▶ _About this task_
Repeat, exactly as written, the lines of the records below from the first through the line with "target | advertising poster", but none past it.

Saved entries:
*-*-*

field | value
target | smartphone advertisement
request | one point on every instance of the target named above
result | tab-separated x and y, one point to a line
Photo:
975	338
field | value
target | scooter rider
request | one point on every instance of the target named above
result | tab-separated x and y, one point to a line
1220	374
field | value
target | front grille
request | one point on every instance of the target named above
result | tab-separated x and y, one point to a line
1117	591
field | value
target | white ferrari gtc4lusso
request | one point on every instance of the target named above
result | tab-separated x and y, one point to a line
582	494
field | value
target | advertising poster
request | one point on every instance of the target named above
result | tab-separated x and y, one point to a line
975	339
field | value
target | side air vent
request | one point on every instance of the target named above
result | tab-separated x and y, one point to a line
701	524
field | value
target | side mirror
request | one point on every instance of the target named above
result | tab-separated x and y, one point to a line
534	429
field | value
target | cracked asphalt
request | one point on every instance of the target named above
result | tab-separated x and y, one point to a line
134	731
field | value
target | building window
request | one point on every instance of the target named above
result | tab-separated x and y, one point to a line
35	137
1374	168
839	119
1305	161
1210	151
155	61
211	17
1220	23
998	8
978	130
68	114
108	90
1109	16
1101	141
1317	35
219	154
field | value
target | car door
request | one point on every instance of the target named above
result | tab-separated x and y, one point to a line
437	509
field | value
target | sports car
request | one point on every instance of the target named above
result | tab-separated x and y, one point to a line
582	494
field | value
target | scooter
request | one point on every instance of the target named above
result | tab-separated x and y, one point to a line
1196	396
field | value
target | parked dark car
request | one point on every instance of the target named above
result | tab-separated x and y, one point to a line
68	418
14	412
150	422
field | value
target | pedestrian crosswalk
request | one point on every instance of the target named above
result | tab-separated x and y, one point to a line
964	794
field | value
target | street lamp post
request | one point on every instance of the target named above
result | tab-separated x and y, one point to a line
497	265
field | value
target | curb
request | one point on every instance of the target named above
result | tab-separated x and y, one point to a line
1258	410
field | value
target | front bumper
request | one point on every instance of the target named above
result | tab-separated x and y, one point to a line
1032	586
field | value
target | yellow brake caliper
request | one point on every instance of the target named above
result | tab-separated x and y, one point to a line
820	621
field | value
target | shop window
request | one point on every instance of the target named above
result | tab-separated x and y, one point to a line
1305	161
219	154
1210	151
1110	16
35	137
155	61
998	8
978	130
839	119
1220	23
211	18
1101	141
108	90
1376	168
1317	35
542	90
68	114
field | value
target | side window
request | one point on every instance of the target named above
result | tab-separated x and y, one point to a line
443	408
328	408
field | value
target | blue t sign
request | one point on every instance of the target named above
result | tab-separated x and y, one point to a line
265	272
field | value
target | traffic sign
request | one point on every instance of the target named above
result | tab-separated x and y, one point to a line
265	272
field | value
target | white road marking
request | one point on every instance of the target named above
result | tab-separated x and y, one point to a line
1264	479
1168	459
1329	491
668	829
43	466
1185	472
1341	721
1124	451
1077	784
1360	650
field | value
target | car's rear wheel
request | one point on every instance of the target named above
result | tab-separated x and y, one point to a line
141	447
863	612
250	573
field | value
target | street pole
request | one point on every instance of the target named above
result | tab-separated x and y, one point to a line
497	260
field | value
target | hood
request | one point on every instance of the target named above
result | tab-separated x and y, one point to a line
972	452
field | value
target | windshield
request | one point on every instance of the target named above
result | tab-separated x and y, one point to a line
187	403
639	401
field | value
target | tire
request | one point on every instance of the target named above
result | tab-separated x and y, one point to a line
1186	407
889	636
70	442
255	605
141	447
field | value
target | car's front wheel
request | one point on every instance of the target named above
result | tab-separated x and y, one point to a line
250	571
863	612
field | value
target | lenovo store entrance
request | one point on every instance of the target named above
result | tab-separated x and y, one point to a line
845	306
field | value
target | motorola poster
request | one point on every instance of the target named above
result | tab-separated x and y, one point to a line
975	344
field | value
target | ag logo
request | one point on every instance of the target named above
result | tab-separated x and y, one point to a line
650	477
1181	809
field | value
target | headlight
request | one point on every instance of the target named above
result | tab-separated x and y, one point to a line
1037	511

*-*-*

▶ _Task answer_
field | value
target | smartphone advertisement
request | one point on every instance of the target named above
result | tab-separated x and y, one point to a line
Photo:
975	338
field | value
target | scooter rider
request | one point on every instance of the target named above
result | tab-separated x and y, one point to a line
1220	374
field | value
target | front grille
request | one point on every instance of the target named above
result | tab-separated x and y, one point to a line
1117	591
field | value
target | white ferrari gtc4lusso
request | one point on every instance of the target named above
result | tab-separated x and y, one point to a line
582	494
field | value
target | advertising poster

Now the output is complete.